Top of Selected extract

Biogen MA, Inc. v. Japanese Foundation for Cancer Research, No. 2014-1525, 2015 U.S. App. LEXIS 7520 (Fed. Cir. May 7, 2015) (Dyk, J.). Click Here for a copy of the opinion.

Since 1983, a series of interferences were declared between applicants Fiers and Sugano. The first interference was related to the parties' applications (06/201,359 and 06/250,609) directing to DNA sequences coding for hFIF proteins. Fiers moved to add counts directed to the hFIF proteins, which the Board denied. The Board then awarded priority to Sugano.

In 2009, a second interference was declared between Sugano U.S. Pat. Nos. 5,236,859 and 5,514,567 and Fiers application no. 08/471,646. The count was directed to the DNA sequence encoding the mature hFIF protein. The Board ordered Fiers to "show cause why the interference should continue given that its subject matter was the same as in the first interference." The Board concluded that Fiers failed to meet its burden and entered judgment in favor of Sugano. Fiers did not appeal this decision.

Bottom of Selected extract

## Work order
Reproduce the passage of the interference case summary above, starting at "In 2009, a second" and ending at "appeal this decision.", word for word.

Top of Provided material

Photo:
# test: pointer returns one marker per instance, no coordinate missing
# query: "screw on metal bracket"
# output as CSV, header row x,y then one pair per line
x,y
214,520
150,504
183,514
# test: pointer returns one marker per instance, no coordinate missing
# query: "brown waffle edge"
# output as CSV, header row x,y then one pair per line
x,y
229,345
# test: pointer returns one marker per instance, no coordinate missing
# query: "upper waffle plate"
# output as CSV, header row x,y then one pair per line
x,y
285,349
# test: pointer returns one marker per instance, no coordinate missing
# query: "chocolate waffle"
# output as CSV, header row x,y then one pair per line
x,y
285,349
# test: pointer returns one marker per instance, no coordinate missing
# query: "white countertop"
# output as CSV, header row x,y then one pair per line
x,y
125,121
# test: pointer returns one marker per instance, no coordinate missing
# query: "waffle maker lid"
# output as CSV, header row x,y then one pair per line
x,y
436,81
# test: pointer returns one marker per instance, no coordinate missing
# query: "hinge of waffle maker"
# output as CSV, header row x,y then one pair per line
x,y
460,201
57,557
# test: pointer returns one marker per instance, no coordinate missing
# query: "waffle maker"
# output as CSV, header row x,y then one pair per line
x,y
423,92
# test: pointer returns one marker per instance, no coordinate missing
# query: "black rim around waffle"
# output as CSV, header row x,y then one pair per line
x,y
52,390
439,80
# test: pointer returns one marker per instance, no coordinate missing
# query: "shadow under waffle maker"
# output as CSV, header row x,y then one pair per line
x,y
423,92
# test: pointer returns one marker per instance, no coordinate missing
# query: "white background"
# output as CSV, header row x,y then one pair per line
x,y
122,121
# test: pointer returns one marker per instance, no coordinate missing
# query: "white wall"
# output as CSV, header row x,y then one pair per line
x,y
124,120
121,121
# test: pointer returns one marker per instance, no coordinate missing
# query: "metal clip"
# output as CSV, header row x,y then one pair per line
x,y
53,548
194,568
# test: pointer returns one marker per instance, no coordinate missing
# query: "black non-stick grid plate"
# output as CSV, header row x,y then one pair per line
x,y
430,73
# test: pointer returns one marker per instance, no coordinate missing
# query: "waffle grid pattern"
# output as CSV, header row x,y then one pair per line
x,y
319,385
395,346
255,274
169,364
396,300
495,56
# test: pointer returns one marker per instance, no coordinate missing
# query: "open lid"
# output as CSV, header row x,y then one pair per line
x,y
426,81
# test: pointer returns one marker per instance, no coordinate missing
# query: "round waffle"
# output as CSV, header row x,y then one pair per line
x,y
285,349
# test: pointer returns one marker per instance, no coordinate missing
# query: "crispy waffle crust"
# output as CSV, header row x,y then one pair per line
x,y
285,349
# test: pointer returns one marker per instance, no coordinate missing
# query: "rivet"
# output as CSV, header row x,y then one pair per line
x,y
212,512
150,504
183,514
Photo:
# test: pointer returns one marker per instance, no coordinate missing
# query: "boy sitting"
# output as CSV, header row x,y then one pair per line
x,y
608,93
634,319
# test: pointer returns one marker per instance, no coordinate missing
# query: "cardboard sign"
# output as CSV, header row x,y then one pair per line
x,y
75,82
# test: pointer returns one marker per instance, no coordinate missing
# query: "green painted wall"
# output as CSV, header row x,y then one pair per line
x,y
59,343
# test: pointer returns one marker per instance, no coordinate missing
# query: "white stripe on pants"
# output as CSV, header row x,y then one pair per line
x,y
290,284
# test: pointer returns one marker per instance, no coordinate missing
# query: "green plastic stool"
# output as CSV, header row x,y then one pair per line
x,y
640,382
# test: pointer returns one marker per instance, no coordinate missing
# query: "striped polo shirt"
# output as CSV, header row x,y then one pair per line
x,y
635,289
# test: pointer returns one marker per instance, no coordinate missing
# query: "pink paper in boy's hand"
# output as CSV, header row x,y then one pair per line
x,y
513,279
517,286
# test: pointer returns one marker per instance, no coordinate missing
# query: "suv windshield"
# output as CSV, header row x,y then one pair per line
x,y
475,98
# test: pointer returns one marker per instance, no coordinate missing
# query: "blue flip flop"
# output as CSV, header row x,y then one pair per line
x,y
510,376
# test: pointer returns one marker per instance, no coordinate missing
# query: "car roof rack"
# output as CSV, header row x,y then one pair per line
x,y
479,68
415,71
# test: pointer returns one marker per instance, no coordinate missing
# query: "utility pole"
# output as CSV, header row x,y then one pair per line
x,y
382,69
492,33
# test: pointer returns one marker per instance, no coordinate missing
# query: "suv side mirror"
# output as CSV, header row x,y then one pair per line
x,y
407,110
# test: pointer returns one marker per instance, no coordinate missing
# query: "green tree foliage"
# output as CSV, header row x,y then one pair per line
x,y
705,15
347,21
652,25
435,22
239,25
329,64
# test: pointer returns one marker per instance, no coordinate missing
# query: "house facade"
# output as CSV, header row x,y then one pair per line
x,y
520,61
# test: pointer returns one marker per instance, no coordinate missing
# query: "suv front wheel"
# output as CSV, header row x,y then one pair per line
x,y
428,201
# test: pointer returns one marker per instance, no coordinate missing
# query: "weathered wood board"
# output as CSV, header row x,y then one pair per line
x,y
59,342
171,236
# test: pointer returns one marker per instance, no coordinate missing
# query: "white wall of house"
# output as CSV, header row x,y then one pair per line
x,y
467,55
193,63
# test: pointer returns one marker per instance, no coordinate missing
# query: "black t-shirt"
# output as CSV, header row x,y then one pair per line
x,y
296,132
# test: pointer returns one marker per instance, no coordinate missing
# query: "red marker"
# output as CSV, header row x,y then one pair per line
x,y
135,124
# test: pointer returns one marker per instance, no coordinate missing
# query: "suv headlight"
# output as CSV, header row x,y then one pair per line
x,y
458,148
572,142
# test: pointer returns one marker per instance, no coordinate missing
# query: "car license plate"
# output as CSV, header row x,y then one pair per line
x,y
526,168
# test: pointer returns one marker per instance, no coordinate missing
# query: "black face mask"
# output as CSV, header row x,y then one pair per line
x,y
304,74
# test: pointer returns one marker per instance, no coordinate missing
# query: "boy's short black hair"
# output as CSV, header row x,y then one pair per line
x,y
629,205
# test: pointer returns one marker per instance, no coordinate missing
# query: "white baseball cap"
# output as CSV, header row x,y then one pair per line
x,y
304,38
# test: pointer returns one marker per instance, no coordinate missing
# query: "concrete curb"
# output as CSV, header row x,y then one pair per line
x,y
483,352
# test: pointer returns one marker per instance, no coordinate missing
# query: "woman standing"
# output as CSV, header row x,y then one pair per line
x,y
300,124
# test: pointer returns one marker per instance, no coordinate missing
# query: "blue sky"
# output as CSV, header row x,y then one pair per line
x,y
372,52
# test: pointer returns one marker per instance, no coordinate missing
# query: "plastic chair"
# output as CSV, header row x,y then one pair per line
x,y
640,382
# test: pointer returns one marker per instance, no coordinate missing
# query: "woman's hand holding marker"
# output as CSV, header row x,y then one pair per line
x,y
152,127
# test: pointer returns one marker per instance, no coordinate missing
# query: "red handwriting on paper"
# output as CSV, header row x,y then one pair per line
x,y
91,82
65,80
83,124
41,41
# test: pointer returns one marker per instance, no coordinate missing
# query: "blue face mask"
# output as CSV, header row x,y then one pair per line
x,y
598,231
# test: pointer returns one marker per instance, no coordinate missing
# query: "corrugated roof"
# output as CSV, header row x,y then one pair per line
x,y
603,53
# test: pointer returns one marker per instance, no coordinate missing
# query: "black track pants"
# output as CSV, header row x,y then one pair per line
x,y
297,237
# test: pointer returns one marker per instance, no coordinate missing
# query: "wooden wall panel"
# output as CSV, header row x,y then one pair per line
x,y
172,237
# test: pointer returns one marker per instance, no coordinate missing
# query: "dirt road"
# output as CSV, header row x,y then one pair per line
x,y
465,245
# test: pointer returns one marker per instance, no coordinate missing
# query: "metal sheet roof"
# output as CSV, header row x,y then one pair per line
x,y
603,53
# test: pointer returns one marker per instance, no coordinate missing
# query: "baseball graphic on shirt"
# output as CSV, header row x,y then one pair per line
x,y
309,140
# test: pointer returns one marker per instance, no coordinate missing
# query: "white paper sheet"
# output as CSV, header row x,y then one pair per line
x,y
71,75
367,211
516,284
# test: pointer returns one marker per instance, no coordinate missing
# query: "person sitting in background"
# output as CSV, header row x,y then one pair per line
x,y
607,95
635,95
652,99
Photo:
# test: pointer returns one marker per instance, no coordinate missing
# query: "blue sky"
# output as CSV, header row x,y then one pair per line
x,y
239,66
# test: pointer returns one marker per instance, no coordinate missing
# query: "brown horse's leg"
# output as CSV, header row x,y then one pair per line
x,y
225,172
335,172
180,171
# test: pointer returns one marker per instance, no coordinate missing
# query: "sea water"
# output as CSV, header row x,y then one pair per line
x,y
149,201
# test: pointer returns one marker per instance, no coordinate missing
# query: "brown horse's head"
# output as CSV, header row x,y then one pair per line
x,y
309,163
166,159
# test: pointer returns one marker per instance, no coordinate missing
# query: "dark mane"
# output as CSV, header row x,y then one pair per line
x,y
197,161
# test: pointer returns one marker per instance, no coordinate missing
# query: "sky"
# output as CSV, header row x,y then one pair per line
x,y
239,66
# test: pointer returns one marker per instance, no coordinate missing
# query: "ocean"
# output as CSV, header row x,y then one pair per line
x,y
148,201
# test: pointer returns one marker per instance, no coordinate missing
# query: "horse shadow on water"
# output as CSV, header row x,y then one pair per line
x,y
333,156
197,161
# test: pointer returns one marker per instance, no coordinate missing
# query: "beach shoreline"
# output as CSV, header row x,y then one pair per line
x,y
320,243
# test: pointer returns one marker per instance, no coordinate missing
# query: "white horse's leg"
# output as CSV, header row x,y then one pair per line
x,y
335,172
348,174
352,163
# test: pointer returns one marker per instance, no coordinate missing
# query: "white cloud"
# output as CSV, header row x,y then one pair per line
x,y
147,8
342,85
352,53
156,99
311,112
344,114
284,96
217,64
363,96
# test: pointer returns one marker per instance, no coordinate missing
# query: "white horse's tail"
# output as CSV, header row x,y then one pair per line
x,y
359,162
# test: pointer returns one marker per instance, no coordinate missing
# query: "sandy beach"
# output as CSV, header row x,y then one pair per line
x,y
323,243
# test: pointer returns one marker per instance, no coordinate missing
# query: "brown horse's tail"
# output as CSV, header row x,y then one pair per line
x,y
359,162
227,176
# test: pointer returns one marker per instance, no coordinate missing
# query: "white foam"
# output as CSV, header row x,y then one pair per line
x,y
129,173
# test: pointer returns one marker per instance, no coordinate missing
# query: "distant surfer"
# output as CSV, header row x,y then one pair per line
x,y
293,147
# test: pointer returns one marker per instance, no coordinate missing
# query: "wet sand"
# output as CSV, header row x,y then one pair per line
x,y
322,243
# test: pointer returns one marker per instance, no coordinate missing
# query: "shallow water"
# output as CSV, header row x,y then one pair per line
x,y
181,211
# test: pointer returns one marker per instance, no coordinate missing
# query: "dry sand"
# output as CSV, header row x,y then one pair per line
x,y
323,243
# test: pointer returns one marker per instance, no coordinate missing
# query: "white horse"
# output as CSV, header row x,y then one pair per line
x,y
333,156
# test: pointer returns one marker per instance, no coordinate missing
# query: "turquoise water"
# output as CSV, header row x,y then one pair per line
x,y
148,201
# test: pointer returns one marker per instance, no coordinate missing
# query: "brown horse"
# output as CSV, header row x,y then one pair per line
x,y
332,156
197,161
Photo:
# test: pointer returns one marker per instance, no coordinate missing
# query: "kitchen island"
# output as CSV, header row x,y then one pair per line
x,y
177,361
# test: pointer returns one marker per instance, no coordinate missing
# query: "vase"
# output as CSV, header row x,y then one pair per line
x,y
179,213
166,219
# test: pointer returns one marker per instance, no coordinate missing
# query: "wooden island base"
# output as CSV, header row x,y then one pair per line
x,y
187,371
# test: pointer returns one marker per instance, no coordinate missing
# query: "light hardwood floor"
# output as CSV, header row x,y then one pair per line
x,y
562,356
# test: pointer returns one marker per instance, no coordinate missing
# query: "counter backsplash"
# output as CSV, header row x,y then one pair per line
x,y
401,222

Bottom of Provided material

## Result of this task
In 2009, a second interference was declared between Sugano U.S. Pat. Nos. 5,236,859 and 5,514,567 and Fiers application no. 08/471,646. The count was directed to the DNA sequence encoding the mature hFIF protein. The Board ordered Fiers to "show cause why the interference should continue given that its subject matter was the same as in the first interference." The Board concluded that Fiers failed to meet its burden and entered judgment in favor of Sugano. Fiers did not appeal this decision.